AIM
Pull out each line of the material in which the string "brackets" appears.

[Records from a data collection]
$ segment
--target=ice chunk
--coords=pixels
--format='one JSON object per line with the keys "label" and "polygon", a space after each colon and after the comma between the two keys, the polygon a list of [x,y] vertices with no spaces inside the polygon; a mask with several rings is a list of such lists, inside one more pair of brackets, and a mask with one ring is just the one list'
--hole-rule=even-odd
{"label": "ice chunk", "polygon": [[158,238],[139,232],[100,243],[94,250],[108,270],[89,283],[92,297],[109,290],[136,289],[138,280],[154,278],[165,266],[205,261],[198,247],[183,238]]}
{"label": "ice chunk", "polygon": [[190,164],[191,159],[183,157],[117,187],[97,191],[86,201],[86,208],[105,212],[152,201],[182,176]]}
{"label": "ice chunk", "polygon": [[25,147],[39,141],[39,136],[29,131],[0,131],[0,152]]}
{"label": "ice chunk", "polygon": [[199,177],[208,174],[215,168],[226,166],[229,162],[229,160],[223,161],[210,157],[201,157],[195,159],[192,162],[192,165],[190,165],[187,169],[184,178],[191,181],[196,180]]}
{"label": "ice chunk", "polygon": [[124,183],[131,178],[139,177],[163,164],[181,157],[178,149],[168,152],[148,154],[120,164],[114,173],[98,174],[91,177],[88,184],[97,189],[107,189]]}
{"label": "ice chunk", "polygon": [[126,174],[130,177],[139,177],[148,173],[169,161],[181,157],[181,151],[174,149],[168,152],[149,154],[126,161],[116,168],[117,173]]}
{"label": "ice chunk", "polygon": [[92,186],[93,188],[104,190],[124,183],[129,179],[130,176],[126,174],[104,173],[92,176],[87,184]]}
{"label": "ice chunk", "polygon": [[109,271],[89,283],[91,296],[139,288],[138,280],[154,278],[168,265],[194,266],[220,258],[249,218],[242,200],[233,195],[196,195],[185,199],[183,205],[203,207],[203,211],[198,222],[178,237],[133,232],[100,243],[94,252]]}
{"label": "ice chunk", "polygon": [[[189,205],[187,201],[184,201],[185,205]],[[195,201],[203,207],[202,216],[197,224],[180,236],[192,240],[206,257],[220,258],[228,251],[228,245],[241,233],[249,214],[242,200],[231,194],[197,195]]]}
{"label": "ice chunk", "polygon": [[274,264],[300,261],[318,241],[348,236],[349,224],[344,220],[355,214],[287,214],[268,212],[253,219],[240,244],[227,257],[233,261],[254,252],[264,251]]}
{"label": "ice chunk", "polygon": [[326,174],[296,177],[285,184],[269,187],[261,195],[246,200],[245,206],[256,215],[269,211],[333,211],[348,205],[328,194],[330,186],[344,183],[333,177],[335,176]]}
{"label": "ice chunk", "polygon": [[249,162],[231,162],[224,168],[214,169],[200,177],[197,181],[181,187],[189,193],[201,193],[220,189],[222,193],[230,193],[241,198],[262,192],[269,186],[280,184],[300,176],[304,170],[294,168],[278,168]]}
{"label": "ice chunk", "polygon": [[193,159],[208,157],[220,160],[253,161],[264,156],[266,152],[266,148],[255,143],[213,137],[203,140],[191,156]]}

EXPECTED OUTPUT
--format='one JSON object per line with the keys "label" and "polygon", a space after each colon and after the comma between the two keys, the polygon a list of [x,y] vertices with no spaces inside the polygon; a mask with several rings is a list of such lists, inside one more pair of brackets, and a mask with one ring is just the one list'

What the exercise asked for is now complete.